Selected text -
^^^^^^^^
SECTION 307. SIMULTANEOUS
PROCEEDINGS. If a proceeding for enforcement under this
[article] is commenced in a court of this Sstate and the court
determines that a proceeding to modify the determination is pending in a court
of another Sstate or foreign country having jurisdiction
to modify the determination under [articles] 2 or 4, the
enforcing court shall immediately communicate with the modifying court. The
proceeding for enforcement continues unless the enforcing court, after
consultation with the modifying court, stays or dismisses the proceeding.
Comment
This section is the mirror of section 206(c) and is addressed to the
enforcement court. Communication under
this section is required and the policy of allowing the modification court to
control the proceeding is maintained. It applies to all countries whether or
not they are convention countries.
SECTION 308. EXPEDITED
ENFORCEMENT OF CHILD‑CUSTODY DETERMINATION.
(a) A petition under this [article] must be verified. Certified
copies of all orders sought to be enforced and of any order confirming
registration must be attached to the petition. A copy of a certified copy of an
order may be attached instead of the original.
(b) A petition for enforcement of a child‑custody determination
must state:
(1) whether the court that issued the
determination identified the jurisdictional basis it relied upon in exercising
jurisdiction and, if so, what the basis was;
(2) whether the determination for which enforcement is sought has
been vacated, stayed, or modified by a court whose decision must be enforced
under this [Act] [article] 2 and, if so, identify the
court, the case number, and the nature of the proceeding;
(3) whether any proceeding has been commenced that could affect the
current proceeding, including proceedings relating to domestic violence,
protective orders, termination of parental rights, and adoptions and, if so,
identify the court, the case number, and the nature of the proceeding;
(4) the present physical address of the
child and the respondent, if known;
(5) whether relief in addition to the immediate physical custody of
the child and attorney's fees is sought, including a request for assistance
from [law enforcement officials] and, if so, the relief sought; and
(6) if the child‑custody determination
has been registered and confirmed under Section 305, the date and place of
registration.
(c) Upon the filing of a petition, the court shall issue an order
directing the respondent to appear in person with or without the child at a
hearing and may enter any order necessary to ensure the safety of the parties
and the child. The hearing must be held on the next judicial day after service
of the order unless that date is impossible. In that event, the court shall
hold the hearing on the first judicial day possible. The court may extend the
date of hearing at the request of the petitioner.
^^^^^^^^
Extracted records -
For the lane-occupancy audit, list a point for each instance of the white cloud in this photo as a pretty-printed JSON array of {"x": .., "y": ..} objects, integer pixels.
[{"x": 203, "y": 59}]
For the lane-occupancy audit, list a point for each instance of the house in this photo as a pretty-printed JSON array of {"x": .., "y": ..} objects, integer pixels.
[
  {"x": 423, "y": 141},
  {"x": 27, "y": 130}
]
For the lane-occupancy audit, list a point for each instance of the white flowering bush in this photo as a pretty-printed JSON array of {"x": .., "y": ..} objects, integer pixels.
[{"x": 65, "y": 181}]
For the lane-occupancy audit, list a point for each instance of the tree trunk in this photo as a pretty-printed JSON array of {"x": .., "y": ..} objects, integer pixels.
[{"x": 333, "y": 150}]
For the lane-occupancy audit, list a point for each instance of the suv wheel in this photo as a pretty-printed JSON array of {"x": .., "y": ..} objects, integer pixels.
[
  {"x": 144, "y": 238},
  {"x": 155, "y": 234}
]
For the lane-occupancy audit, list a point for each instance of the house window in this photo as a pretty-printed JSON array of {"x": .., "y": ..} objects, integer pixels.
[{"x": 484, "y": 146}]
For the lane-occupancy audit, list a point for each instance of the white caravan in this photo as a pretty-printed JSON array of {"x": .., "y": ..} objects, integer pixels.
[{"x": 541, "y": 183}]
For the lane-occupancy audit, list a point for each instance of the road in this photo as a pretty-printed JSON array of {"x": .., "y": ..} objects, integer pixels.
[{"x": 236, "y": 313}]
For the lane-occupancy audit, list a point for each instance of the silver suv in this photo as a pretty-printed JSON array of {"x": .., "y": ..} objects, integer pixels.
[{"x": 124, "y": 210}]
^^^^^^^^
Short task -
Extend the child-custody enforcement text past its final sentence, keeping the same statutory style. The records are separate material and are not part of the child-custody enforcement text.

Output -
(d) An order issued under subsection (c) must state the time and place of the hearing and
advise the respondent that at the hearing the court will order that the
petitioner may take immediate physical custody of the child and the payment of
fees, costs, and expenses under Section 312, and may schedule a hearing to
determine whether further relief is appropriate, unless the respondent appears
and establishes that:
(1) the child‑custody determination
has not been registered and confirmed under Section 305 and that:
(A) the issuing court did not have
jurisdiction under [article] 2;
(B) the child‑custody determination for which enforcement is
sought has been vacated, stayed, or modified by a court having jurisdiction to
do so under [article] 2; or
(C) the respondent was entitled to notice, but notice was not given
in accordance with the standards of Section 108, in the proceedings before the
court that issued the order for which enforcement is sought; or
(2) the child‑custody determination for which enforcement is
sought was registered and confirmed under Section 304, but has been vacated,
stayed, or modified by a court of a state or non-convention country
having jurisdiction to do so under [article] 2.
Comment
There is no change to this section other than to add the term
non-convention country. Currently the
procedure for registration and enforcement of custody determinations under the
Convention is placed in Article 4 in two alternatives. The drafting committee might also choose to
amend this section and 310 to reflect the process set out in Alternative A to
Section 305.
SECTION 309. SERVICE OF
PETITION AND ORDER. Except as otherwise provided in Section 311,
the petition and order must be served, by any method authorized [by the law of
this Sstate ], upon respondent and any
person who has physical custody of the child.
SECTION 310. HEARING AND
ORDER.
(a) Unless the court issues a temporary emergency order pursuant to
Section 204, upon a finding that a petitioner is entitled to immediate physical
custody of the child, the court shall order that the petitioner may take
immediate physical custody of the child unless the respondent establishes that:
(1) the child‑custody determination
has not been registered and confirmed under Section 305 and that:
(A) the issuing court did not have
jurisdiction under [article] 2;
(B) the child‑custody determination for which enforcement is
sought has been vacated, stayed, or modified by a court of a Sstate
or non-convention country having jurisdiction to do so under [article]
2; or
(C) the respondent was entitled to notice, but notice was not given
in accordance with the standards of Section 108, in the proceedings before the
court that issued the order for which enforcement is sought; or
(2) the child‑custody determination for which enforcement is
sought was registered and confirmed under Section 305 but has been vacated,
stayed, or modified by a court of a Sstate or non-convention
country having jurisdiction to do so under [article] 2.
(b) The court shall award the fees, costs, and expenses authorized
under Section 312 and may grant additional relief, including a request for the
assistance of [law enforcement officials], and set a further hearing to
determine whether additional relief is appropriate.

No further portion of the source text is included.